• DIRECTIONS: Starting from the line that holds "For every instance of the red pepper stem", print each remaining line of the entries exactly, ending with the last.

(Dataset entries)

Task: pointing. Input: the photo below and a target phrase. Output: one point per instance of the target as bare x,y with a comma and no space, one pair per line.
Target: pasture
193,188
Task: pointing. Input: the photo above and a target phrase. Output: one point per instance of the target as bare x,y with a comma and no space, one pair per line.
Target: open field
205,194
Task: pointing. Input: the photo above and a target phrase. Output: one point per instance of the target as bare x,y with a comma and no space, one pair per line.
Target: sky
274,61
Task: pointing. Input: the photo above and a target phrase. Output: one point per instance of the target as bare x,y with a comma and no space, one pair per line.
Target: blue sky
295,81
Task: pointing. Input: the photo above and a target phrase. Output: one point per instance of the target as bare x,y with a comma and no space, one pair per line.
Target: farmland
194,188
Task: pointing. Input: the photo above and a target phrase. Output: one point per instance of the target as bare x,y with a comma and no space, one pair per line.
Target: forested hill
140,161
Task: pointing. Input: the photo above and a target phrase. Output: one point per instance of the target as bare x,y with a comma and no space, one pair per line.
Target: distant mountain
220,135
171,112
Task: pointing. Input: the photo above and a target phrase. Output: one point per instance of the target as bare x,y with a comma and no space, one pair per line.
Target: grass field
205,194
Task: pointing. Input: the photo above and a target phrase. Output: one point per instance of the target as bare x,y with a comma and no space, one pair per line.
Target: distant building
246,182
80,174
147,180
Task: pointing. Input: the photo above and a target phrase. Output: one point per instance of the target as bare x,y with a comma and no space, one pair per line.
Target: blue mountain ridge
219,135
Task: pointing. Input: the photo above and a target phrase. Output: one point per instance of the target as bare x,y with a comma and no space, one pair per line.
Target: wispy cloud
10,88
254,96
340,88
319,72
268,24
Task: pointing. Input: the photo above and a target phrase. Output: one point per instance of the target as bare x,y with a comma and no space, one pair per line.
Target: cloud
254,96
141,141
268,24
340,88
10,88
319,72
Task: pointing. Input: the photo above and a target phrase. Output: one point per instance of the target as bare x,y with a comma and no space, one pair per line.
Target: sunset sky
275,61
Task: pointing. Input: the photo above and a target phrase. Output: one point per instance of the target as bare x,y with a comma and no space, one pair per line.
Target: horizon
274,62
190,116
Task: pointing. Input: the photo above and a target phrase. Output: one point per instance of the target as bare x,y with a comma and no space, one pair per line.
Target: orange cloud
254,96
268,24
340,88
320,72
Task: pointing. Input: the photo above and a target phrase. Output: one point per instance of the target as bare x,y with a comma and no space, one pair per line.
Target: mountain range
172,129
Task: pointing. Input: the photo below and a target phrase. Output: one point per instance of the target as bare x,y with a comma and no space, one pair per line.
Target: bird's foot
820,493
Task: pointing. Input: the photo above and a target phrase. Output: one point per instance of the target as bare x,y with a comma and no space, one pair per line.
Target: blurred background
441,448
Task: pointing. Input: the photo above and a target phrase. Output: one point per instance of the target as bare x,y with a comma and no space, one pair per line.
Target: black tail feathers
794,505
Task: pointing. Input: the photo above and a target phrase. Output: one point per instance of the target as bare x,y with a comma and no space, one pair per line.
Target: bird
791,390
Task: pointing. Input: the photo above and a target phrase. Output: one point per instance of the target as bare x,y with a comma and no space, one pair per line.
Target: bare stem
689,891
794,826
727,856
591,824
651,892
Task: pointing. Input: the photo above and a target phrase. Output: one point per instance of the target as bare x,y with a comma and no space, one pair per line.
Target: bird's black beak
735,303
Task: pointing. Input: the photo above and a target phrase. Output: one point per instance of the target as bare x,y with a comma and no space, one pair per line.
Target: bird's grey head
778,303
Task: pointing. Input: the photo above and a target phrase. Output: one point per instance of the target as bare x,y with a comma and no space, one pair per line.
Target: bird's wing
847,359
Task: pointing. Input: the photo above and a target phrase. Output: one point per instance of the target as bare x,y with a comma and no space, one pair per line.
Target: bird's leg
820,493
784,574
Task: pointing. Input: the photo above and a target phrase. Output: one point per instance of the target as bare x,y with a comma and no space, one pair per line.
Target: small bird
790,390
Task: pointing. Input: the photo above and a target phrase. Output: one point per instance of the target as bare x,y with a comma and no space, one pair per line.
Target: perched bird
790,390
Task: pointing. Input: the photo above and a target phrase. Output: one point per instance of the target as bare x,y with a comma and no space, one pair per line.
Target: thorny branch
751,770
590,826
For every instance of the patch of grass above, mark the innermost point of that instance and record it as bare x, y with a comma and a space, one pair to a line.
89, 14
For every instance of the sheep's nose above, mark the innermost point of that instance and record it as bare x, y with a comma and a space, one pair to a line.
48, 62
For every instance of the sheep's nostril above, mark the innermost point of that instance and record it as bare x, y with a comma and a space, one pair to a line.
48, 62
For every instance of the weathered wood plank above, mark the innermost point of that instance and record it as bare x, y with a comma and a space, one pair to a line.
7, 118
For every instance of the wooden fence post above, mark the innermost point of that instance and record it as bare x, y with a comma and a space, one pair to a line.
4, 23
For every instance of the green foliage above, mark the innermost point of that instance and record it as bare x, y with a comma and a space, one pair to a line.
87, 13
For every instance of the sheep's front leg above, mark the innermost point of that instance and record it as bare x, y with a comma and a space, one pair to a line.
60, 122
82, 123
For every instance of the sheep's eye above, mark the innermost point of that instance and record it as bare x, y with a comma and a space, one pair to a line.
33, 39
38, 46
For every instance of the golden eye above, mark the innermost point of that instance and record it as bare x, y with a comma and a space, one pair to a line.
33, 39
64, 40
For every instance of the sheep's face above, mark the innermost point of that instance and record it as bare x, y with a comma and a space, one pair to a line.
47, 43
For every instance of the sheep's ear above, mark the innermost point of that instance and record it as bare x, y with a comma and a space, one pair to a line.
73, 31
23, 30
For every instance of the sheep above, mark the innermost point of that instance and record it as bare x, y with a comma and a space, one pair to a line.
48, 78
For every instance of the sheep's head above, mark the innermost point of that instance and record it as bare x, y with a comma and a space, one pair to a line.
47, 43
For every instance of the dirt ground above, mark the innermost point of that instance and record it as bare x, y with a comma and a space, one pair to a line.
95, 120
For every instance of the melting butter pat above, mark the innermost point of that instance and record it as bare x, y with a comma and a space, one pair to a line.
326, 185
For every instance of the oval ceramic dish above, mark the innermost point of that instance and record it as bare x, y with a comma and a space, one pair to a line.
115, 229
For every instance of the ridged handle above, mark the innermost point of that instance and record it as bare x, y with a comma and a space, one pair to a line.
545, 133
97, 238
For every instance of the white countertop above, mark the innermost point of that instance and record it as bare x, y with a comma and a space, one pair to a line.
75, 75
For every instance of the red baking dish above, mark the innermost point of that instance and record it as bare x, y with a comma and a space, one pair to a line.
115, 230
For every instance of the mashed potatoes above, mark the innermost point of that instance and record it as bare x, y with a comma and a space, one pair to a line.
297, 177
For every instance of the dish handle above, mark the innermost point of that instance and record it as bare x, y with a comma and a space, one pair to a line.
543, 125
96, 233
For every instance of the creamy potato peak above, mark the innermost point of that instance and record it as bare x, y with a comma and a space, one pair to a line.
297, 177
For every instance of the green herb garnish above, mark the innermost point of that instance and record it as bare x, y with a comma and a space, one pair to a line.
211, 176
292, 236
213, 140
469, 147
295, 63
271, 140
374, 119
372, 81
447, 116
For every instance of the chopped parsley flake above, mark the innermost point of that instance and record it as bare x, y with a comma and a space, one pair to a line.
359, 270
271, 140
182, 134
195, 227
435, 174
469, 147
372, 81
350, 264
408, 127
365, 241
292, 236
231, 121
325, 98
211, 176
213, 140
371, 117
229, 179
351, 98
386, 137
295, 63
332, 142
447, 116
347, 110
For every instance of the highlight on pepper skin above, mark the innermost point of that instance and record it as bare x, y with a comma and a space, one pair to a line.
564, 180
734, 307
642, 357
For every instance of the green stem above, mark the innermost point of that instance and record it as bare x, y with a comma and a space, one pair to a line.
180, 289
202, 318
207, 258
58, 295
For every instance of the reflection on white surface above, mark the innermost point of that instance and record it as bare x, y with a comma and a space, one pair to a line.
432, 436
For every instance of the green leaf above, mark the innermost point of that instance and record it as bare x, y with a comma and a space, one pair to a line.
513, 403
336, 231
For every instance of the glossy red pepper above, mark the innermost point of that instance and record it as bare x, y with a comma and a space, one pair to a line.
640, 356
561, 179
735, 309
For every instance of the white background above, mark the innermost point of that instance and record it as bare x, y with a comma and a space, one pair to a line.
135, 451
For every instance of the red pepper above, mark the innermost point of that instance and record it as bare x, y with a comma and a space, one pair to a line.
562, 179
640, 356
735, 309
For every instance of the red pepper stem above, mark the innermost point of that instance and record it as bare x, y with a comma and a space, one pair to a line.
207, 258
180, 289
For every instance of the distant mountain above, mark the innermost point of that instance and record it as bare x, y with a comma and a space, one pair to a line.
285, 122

• ANSWER BOX:
For every instance of the red pepper stem above, mark the innermost point of that instance and record it as bare x, y with a comma and a space, one pair to a line.
207, 258
180, 289
For every instance of the distant mountain above, mark the innermost point of that instance and record it as bare x, y with a comma and a space, one pair to a line.
285, 122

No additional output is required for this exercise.